◆ Records shown ◆
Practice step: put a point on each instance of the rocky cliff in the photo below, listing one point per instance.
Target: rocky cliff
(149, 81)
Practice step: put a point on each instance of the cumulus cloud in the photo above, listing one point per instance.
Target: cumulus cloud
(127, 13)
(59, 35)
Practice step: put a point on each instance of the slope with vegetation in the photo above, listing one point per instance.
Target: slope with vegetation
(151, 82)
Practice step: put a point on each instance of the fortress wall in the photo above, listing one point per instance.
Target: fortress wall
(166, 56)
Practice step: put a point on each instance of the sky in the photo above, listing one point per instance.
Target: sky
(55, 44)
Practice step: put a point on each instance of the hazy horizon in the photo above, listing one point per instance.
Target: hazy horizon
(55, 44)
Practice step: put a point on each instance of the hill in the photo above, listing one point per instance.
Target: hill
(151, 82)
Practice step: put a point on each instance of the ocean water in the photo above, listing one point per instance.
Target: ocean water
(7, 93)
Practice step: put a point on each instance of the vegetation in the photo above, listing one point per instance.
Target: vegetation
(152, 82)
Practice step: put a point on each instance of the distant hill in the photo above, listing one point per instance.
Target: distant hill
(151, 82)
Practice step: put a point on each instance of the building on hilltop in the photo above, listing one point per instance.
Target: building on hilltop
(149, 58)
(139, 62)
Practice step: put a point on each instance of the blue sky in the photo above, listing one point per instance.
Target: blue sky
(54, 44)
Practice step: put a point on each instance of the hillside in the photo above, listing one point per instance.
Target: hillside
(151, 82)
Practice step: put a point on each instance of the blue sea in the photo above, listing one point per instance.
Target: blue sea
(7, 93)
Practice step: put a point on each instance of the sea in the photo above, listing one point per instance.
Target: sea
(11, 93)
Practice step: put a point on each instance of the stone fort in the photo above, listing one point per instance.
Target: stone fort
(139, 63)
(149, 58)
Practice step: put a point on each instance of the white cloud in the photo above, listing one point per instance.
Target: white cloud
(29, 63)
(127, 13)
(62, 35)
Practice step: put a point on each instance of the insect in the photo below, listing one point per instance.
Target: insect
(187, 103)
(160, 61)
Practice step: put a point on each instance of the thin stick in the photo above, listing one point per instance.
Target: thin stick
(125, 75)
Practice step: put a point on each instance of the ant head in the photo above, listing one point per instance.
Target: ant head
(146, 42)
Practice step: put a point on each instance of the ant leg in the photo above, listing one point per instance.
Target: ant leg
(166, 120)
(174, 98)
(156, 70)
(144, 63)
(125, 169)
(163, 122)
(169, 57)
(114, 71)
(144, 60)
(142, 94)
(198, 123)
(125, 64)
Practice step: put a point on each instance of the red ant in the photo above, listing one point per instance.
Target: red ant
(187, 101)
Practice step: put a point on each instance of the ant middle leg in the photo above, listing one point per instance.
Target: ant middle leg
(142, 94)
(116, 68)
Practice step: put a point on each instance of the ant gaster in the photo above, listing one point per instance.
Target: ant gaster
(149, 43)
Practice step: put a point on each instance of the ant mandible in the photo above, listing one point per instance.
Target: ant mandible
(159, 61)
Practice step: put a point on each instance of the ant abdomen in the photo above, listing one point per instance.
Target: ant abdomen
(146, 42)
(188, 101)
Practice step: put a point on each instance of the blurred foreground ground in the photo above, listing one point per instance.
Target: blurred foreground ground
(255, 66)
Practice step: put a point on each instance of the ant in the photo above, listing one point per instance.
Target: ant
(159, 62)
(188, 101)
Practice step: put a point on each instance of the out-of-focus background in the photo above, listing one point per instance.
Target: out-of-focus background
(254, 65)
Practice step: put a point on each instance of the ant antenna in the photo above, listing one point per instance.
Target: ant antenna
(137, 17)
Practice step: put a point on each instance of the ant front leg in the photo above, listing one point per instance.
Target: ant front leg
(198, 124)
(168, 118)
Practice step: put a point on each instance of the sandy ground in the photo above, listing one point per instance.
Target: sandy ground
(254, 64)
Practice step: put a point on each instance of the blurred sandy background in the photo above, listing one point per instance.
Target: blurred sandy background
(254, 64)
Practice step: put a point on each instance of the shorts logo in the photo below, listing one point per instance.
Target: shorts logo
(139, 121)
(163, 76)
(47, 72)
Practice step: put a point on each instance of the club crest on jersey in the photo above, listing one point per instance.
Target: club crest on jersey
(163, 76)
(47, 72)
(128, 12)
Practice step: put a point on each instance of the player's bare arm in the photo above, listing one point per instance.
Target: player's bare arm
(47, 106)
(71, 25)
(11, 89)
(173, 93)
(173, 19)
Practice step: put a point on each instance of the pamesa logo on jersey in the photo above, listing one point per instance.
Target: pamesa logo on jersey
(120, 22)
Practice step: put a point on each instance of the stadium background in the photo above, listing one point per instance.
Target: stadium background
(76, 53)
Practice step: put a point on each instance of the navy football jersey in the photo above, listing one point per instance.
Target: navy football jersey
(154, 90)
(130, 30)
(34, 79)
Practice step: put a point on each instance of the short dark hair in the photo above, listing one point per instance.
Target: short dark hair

◆ What you will do ◆
Write out the material exactly as given.

◆ Completed exercise ◆
Practice step: put a point on each instance of the rocky cliff in the photo below, listing one point per instance.
Target: rocky cliff
(149, 81)
Practice step: put a point on each instance of the cumulus cloud in the photo above, listing one point per instance.
Target: cumulus cloud
(127, 13)
(59, 35)
Practice step: put a point on each instance of the slope with vegetation in the photo above, listing one point per instance.
Target: slope with vegetation
(151, 82)
Practice step: put a point on each instance of the fortress wall in the photo above, listing one point per instance.
Target: fortress wall
(166, 56)
Practice step: put a point on each instance of the sky in the photo above, listing one point per instance.
Target: sky
(55, 44)
Practice step: put a point on each instance of the hazy horizon in the photo above, listing one point per instance.
Target: hazy horizon
(55, 44)
Practice step: put a point on each instance of the hill in the photo above, listing one point per instance.
Target: hill
(151, 82)
Practice step: put a point on each instance of the ocean water in the photo above, listing one point per instance.
Target: ocean water
(7, 93)
Practice step: put a point on each instance of the vegetation in the photo above, listing one point per instance.
Target: vegetation
(152, 82)
Practice step: put a point on each instance of the distant hill in the photo above, listing one point per instance.
Target: distant hill
(151, 82)
Practice step: put a point on each instance of the building on hilltop in the photo above, listing one point per instance.
Target: building on hilltop
(149, 58)
(139, 62)
Practice step: put a point on each instance of the blue sky in the photo above, listing one point per instance.
Target: blue sky
(54, 44)
Practice step: put a point on each instance of the hillside in the photo above, listing one point per instance.
Target: hillside
(151, 82)
Practice step: put a point on each instance of the blue sea in the photo above, listing one point per instance.
Target: blue sea
(7, 93)
Practice step: put a point on each instance of the sea in the photo above, listing one point per instance.
Target: sea
(11, 93)
Practice step: put a point on each instance of the stone fort in the photo above, listing one point per instance.
Target: stone fort
(139, 63)
(149, 58)
Practice step: put a point on each instance of the white cloud in the photo above, listing one point per instance.
Target: white cloud
(29, 63)
(127, 13)
(62, 35)
Practice step: put a point on each instance of the insect in the photo below, listing one point per instance.
Target: insect
(187, 103)
(160, 61)
Practice step: put a point on each instance of the thin stick in the photo above, listing one point per instance.
Target: thin stick
(125, 75)
Practice step: put a point on each instance of the ant head in the photo above, listing one point per instance.
Target: ant head
(146, 42)
Practice step: put a point on each instance of the ant leg in the photo above, listing one point per instance.
Target: ant leg
(166, 120)
(174, 98)
(156, 70)
(144, 63)
(125, 169)
(163, 122)
(169, 57)
(114, 71)
(144, 60)
(142, 94)
(198, 123)
(125, 64)
Practice step: put a point on each instance of the red ant in the photo above, listing one point per instance.
Target: red ant
(187, 101)
Practice step: put a point on each instance of the ant middle leg in the photo above, listing one point per instance.
Target: ant middle leg
(142, 94)
(116, 68)
Practice step: put a point on each instance of the ant gaster in the photo above, listing one point per instance.
Target: ant gaster
(149, 43)
Practice step: put a point on each instance of the ant mandible in the photo above, listing one point per instance.
Target: ant mandible
(159, 61)
Practice step: put a point on each instance of the ant abdomen in the photo above, listing one point per instance.
Target: ant abdomen
(146, 42)
(188, 101)
Practice step: put a point on each instance of the blurred foreground ground in the photo above, listing one point per instance.
Target: blurred foreground ground
(255, 66)
Practice step: put a point on each instance of the ant in the photo above, listing one point per instance.
Target: ant
(159, 62)
(188, 101)
Practice step: put a point on each instance of the out-of-focus background in the photo above, listing one point per instance.
Target: out-of-focus background
(254, 65)
Practice step: put a point on each instance of the ant antenna in the photo above, listing one point per instance.
Target: ant antenna
(137, 17)
Practice step: put a point on each instance of the ant front leg in the photo above, listing one point per instance.
Target: ant front leg
(198, 124)
(168, 118)
Practice step: put a point on each instance of the sandy ground in the photo above, listing one point per instance.
Target: sandy ground
(254, 64)
Practice step: put a point on each instance of the blurred sandy background in the photo above, listing one point per instance.
Target: blurred sandy background
(254, 64)
Practice step: put a point on each instance of the shorts logo in the photo below, listing one point per instance.
Target: shorts logo
(139, 121)
(163, 76)
(47, 72)
Practice step: put a point on each instance of the club crest on jersey in the photo above, listing one point per instance.
Target: club crest on jersey
(163, 76)
(47, 72)
(128, 12)
Practice step: put a point on each instance of the player's bare arm in the photo above, listing one point per instance.
Target: player's bare arm
(47, 106)
(71, 25)
(11, 89)
(173, 93)
(173, 19)
Practice step: put a point on each instance of the pamesa logo on jersey in the photo above, listing one point per instance.
Target: pamesa logo on jersey
(120, 22)
Practice step: put a point on each instance of the stadium background in the photo above, listing one point per instance.
Target: stadium background
(76, 53)
Practice step: put a point on each instance of the navy football jersey in the photo above, listing one point per instance.
Target: navy football jersey
(154, 90)
(130, 30)
(34, 79)
Practice step: put a point on each instance of the short dark hair in the photo above, listing one point per instance.
Target: short dark hair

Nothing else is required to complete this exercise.